## WRITTEN TASKS
(a) In the thread, what is the scanner's readahead based on when scanning parquet?
(b) Copy out the passage of the thread word for word, starting at the words "Depending on your" and ending after "the 8.0.0 release.".

## PAGE EXTRACT
______________________________
Conversion from one dataset to another that will not fit in memory? #12653

eitsupi · 2022-03-17T05:25:24Z

Having found the following description in the documentation, I tried the operation of scanning a dataset larger than memory and writing it to another dataset.

https://arrow.apache.org/docs/python/dataset.html#writing-large-amounts-of-data

The above examples wrote data from a table. If you are writing a large amount of data you may not be able to load everything into a single in-memory table. Fortunately, the write_dataset() method also accepts an iterable of record batches. This makes it really simple, for example, to repartition a large dataset without loading the entire dataset into memory:

import pyarrow.dataset as ds

input_dataset = ds.dataset("input")
ds.write_dataset(inpute_dataset.scanner(), "output", format="parquet")

arrow::open_dataset("input") |>
  arrow::write_dataset("output")

But both Python and R on Windows crashed due to lack of memory. Am I missing something?
Is there a recommended way to convert one dataset to another without running out of computer memory?

wjones127 · 2022-03-17T14:49:18Z

Hi @eitsupi ,

Depending on your memory restrictions, you may need to control the batch size (how many rows are loaded at once) on the scanner:

import pyarrow.dataset as ds

input_dataset = ds.dataset("input")
scanner = inpute_dataset.scanner(batch_size=100_000) # default is 1_000_000
ds.write_dataset(scanner.to_reader(), "output", format="parquet")

Does that help in your use case?

westonpace · 2022-03-18T01:13:10Z

At the moment we generally use too much memory when scanning parquet. This is because the scanner's readahead is unfortunately based on the row group size and not the batch size. Using smaller row groups in your source files will help. #12228 changes the readahead to be based on the batch size but it's been on my back burner for a bit. I'm still optimistic I will get to it for the 8.0.0 release.
______________________________
[Position annotation rows]
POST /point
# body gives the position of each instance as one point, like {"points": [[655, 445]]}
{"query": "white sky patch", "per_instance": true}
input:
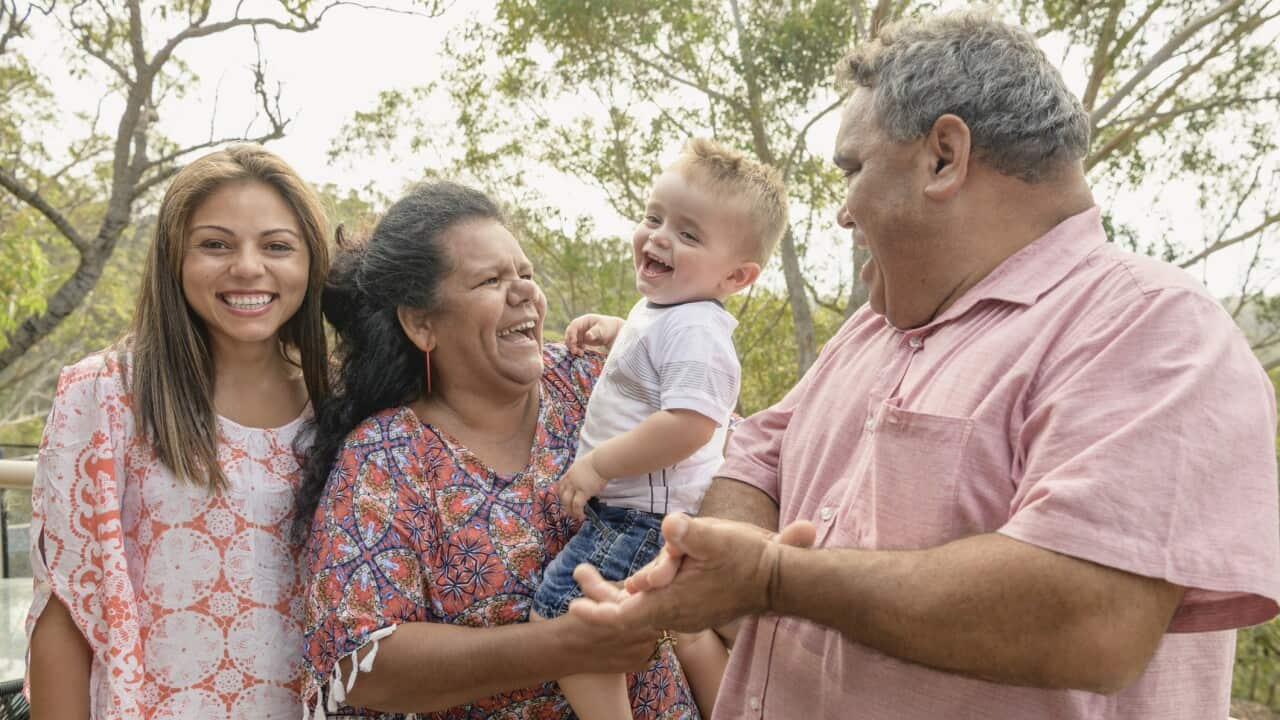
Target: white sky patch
{"points": [[330, 73]]}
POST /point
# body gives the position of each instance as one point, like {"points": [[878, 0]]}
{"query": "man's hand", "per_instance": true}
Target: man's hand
{"points": [[580, 484], [592, 331], [709, 573]]}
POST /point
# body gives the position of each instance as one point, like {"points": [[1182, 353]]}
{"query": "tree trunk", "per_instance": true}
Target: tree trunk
{"points": [[799, 301], [858, 290], [62, 304]]}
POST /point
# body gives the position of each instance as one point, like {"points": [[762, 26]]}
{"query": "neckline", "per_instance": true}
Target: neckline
{"points": [[664, 305], [278, 429]]}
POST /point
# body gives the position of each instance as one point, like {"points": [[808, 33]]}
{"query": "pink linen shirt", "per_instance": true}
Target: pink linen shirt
{"points": [[1080, 399]]}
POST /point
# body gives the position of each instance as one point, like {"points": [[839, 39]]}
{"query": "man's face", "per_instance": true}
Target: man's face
{"points": [[885, 209]]}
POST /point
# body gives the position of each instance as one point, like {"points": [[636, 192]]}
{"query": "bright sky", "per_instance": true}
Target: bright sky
{"points": [[338, 69]]}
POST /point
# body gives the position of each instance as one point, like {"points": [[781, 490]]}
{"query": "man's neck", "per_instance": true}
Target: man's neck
{"points": [[1006, 215]]}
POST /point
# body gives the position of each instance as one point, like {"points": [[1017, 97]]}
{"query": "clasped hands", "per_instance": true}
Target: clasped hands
{"points": [[709, 573]]}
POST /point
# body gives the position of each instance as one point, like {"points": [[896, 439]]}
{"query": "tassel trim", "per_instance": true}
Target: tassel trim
{"points": [[338, 688]]}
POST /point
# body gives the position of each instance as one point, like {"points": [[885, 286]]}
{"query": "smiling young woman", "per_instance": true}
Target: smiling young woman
{"points": [[164, 575]]}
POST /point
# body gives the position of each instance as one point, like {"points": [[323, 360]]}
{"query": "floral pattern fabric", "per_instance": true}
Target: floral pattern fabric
{"points": [[188, 598], [412, 527]]}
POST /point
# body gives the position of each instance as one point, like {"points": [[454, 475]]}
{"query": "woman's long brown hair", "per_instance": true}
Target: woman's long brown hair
{"points": [[170, 365]]}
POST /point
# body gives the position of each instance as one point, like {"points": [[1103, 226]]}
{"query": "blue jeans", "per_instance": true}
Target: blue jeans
{"points": [[627, 540]]}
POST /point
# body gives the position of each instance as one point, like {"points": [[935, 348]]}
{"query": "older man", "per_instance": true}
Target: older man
{"points": [[1040, 470]]}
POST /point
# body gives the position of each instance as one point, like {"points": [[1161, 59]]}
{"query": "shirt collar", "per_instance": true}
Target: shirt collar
{"points": [[1033, 270]]}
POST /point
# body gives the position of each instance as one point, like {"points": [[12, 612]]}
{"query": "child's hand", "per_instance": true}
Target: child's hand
{"points": [[580, 484], [592, 331]]}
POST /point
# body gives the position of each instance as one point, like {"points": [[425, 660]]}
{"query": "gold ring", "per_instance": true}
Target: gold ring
{"points": [[664, 639]]}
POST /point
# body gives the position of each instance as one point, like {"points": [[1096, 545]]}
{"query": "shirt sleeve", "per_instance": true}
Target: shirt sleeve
{"points": [[1150, 446], [754, 446], [365, 556], [77, 541], [698, 369]]}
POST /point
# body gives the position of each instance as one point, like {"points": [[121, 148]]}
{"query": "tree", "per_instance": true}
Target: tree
{"points": [[1180, 95], [86, 195]]}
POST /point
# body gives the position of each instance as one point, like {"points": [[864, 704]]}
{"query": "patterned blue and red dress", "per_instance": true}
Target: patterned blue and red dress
{"points": [[414, 528]]}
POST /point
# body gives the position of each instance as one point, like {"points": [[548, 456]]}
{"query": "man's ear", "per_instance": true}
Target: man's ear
{"points": [[743, 276], [417, 326], [947, 146]]}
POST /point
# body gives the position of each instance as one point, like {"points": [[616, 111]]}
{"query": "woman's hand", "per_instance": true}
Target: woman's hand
{"points": [[603, 648], [711, 572], [592, 331], [579, 484]]}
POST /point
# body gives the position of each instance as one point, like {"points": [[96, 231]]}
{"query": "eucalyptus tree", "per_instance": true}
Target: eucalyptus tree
{"points": [[74, 197]]}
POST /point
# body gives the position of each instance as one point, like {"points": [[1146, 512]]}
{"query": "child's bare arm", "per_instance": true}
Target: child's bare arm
{"points": [[662, 440], [592, 331]]}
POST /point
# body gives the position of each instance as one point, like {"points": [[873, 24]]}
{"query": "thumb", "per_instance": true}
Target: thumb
{"points": [[689, 536], [801, 533]]}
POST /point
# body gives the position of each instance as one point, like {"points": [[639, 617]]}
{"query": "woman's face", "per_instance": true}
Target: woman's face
{"points": [[489, 327], [245, 265]]}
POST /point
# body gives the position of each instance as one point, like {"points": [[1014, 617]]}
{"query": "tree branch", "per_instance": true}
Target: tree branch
{"points": [[1161, 57], [1270, 219], [680, 80], [31, 197], [1137, 131], [1102, 55], [1188, 109], [804, 133], [14, 23]]}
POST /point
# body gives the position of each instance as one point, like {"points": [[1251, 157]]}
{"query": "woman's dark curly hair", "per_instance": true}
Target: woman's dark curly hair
{"points": [[376, 365]]}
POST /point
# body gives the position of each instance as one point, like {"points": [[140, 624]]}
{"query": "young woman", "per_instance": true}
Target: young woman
{"points": [[165, 580]]}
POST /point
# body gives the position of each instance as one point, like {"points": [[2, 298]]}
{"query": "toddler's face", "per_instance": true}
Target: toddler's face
{"points": [[689, 244]]}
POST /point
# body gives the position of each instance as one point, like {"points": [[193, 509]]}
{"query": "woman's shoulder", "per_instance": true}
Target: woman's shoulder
{"points": [[90, 401], [396, 423], [104, 369], [574, 374]]}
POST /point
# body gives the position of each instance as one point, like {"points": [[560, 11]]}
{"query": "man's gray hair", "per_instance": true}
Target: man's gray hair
{"points": [[1022, 118]]}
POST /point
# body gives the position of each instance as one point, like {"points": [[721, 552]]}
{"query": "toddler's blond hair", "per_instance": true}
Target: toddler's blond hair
{"points": [[758, 186]]}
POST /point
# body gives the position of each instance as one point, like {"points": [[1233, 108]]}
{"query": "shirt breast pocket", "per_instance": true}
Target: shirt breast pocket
{"points": [[909, 492]]}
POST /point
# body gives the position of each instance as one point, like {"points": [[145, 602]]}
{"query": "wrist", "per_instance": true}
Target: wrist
{"points": [[771, 578], [598, 461]]}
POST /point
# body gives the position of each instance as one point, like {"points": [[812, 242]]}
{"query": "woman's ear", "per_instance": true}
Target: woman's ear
{"points": [[417, 326], [949, 149]]}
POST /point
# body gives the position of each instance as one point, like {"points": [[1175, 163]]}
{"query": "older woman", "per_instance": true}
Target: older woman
{"points": [[432, 484]]}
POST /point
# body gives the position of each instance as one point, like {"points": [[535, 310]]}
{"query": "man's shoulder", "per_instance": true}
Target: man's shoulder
{"points": [[1116, 273]]}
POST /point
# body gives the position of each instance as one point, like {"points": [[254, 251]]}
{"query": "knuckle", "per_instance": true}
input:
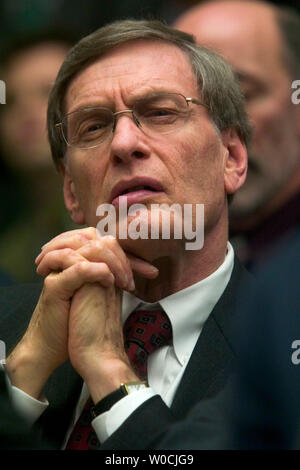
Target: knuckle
{"points": [[82, 267]]}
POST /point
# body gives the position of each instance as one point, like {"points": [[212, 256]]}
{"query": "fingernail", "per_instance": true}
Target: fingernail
{"points": [[154, 269]]}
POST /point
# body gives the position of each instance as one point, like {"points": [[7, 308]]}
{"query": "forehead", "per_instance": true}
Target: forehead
{"points": [[246, 34], [130, 71]]}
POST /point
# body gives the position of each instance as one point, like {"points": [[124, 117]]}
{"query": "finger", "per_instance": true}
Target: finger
{"points": [[63, 285], [142, 267], [109, 252], [72, 239], [58, 260]]}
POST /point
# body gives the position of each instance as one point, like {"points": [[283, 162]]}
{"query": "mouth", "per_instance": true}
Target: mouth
{"points": [[135, 190]]}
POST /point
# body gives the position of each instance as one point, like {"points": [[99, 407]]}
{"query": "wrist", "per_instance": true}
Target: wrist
{"points": [[26, 371]]}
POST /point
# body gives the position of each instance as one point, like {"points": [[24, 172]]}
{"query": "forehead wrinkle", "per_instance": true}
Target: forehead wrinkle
{"points": [[114, 79]]}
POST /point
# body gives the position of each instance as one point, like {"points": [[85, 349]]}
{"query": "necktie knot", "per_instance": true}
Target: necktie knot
{"points": [[144, 332]]}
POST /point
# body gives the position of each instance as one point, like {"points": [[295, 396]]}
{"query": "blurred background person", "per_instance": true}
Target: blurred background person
{"points": [[32, 206], [262, 43]]}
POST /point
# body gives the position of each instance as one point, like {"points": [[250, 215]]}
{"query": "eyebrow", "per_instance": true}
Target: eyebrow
{"points": [[139, 96]]}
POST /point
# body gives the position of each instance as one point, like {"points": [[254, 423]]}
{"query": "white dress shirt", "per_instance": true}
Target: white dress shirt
{"points": [[187, 310]]}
______________________________
## FULL SOLUTIONS
(a) It is based on the row group size, not the batch size.

(b)
Depending on your memory restrictions, you may need to control the batch size (how many rows are loaded at once) on the scanner:

import pyarrow.dataset as ds

input_dataset = ds.dataset("input")
scanner = inpute_dataset.scanner(batch_size=100_000) # default is 1_000_000
ds.write_dataset(scanner.to_reader(), "output", format="parquet")

Does that help in your use case?

westonpace · 2022-03-18T01:13:10Z

At the moment we generally use too much memory when scanning parquet. This is because the scanner's readahead is unfortunately based on the row group size and not the batch size. Using smaller row groups in your source files will help. #12228 changes the readahead to be based on the batch size but it's been on my back burner for a bit. I'm still optimistic I will get to it for the 8.0.0 release.